INSTRUCTION: Copy out the lines of the listing between the line holding "194), (364, 191)]" and the line holding "174), (530, 177)]", inclusive, character for character.

TASK DATA:
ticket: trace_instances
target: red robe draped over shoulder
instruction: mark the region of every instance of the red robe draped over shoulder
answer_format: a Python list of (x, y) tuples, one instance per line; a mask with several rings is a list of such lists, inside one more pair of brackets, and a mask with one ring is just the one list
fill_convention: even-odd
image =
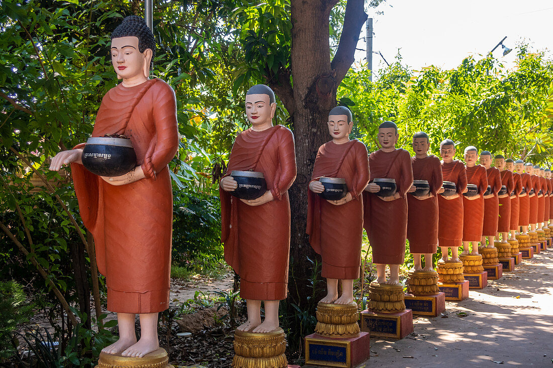
[(363, 227), (373, 249), (373, 263), (401, 265), (407, 238), (407, 198), (405, 193), (413, 182), (411, 156), (398, 148), (392, 152), (378, 150), (369, 156), (372, 180), (395, 179), (399, 198), (383, 201), (375, 194), (364, 191)]
[(465, 166), (467, 182), (478, 187), (478, 198), (469, 201), (463, 196), (463, 241), (480, 241), (484, 225), (484, 192), (488, 189), (486, 167), (476, 165)]
[(332, 141), (321, 146), (311, 181), (322, 177), (346, 180), (351, 201), (335, 206), (307, 192), (309, 243), (322, 259), (321, 276), (351, 280), (359, 277), (363, 238), (363, 190), (369, 181), (369, 156), (357, 139), (343, 144)]
[(532, 188), (532, 178), (528, 172), (520, 174), (520, 180), (522, 186), (526, 190), (526, 195), (519, 196), (519, 204), (520, 206), (520, 215), (519, 216), (519, 225), (528, 226), (530, 224), (530, 190)]
[(225, 260), (240, 275), (242, 298), (281, 300), (288, 285), (288, 189), (296, 172), (292, 132), (283, 125), (242, 132), (232, 146), (227, 175), (232, 170), (263, 172), (274, 199), (251, 206), (220, 188)]
[(501, 172), (501, 184), (507, 187), (507, 196), (499, 199), (499, 218), (497, 223), (497, 231), (508, 233), (511, 224), (511, 192), (514, 188), (513, 173), (508, 170)]
[[(509, 220), (509, 229), (518, 230), (519, 227), (519, 216), (520, 215), (520, 201), (519, 194), (522, 191), (522, 177), (518, 172), (513, 171), (513, 181), (514, 183), (514, 195), (511, 196), (511, 218)], [(511, 192), (509, 194), (510, 194)]]
[(110, 90), (92, 136), (113, 134), (130, 137), (146, 177), (114, 186), (71, 164), (81, 216), (94, 237), (98, 270), (106, 276), (107, 309), (161, 312), (169, 306), (171, 270), (173, 190), (167, 165), (179, 145), (173, 89), (152, 79)]
[(455, 183), (459, 196), (446, 199), (438, 195), (439, 220), (438, 244), (440, 246), (460, 246), (463, 239), (463, 194), (467, 187), (465, 165), (458, 160), (448, 164), (442, 162), (444, 181)]
[(531, 187), (534, 190), (534, 195), (530, 198), (530, 223), (537, 224), (540, 209), (540, 201), (538, 198), (538, 193), (541, 188), (541, 185), (540, 183), (540, 177), (538, 175), (533, 174), (530, 177)]
[(541, 202), (543, 202), (543, 212), (542, 213), (541, 211), (541, 207), (538, 209), (539, 213), (538, 215), (538, 220), (540, 222), (547, 222), (549, 220), (549, 194), (547, 193), (547, 180), (542, 176), (540, 177), (540, 184), (541, 186), (541, 194), (543, 195), (541, 198)]
[(495, 236), (497, 233), (497, 223), (499, 218), (499, 199), (497, 193), (501, 189), (501, 174), (497, 167), (486, 170), (488, 185), (492, 187), (493, 197), (484, 199), (484, 225), (482, 235)]
[(442, 186), (440, 159), (431, 155), (411, 159), (414, 180), (427, 180), (432, 197), (421, 201), (407, 194), (407, 239), (411, 253), (435, 253), (438, 245), (438, 198), (436, 192)]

PROBLEM SOLUTION:
[(363, 227), (373, 249), (373, 263), (401, 265), (407, 238), (407, 198), (405, 193), (413, 182), (411, 156), (398, 148), (392, 152), (378, 150), (369, 156), (372, 180), (395, 179), (399, 198), (383, 201), (375, 194), (364, 191)]
[(465, 166), (467, 182), (478, 187), (478, 198), (469, 201), (463, 196), (463, 241), (480, 241), (484, 225), (484, 192), (488, 189), (486, 167), (476, 165)]
[(332, 141), (321, 146), (311, 181), (322, 177), (346, 180), (351, 201), (335, 206), (307, 192), (309, 243), (322, 259), (321, 276), (351, 280), (359, 277), (363, 238), (363, 190), (369, 181), (369, 156), (357, 139), (343, 144)]
[(532, 188), (532, 178), (528, 172), (520, 174), (520, 180), (522, 186), (526, 190), (526, 195), (519, 196), (519, 204), (520, 206), (520, 215), (519, 216), (519, 225), (528, 226), (530, 224), (530, 190)]
[(225, 260), (240, 275), (242, 298), (281, 300), (288, 285), (288, 189), (296, 172), (292, 132), (283, 125), (242, 132), (232, 146), (227, 175), (232, 170), (263, 172), (274, 199), (251, 206), (220, 188)]
[(501, 172), (501, 184), (507, 187), (507, 196), (499, 199), (499, 218), (497, 223), (497, 231), (508, 233), (511, 224), (511, 192), (514, 188), (513, 173), (508, 170)]
[[(509, 220), (509, 229), (518, 230), (519, 227), (519, 216), (520, 215), (520, 201), (519, 194), (522, 191), (522, 177), (518, 172), (513, 171), (513, 181), (514, 183), (514, 195), (511, 196), (511, 218)], [(511, 192), (509, 194), (510, 194)]]
[(110, 90), (92, 136), (113, 134), (130, 137), (146, 177), (114, 186), (71, 164), (81, 216), (94, 237), (98, 270), (106, 276), (107, 309), (161, 312), (169, 306), (171, 270), (173, 190), (167, 165), (179, 145), (173, 89), (152, 79)]
[(455, 183), (459, 196), (446, 199), (438, 195), (439, 220), (438, 244), (440, 246), (460, 246), (463, 239), (463, 194), (467, 187), (465, 165), (458, 160), (448, 164), (442, 162), (444, 181)]
[(531, 187), (534, 190), (534, 195), (530, 198), (530, 223), (537, 224), (540, 209), (540, 201), (538, 198), (538, 193), (541, 188), (541, 185), (540, 183), (540, 177), (538, 175), (533, 174), (530, 177)]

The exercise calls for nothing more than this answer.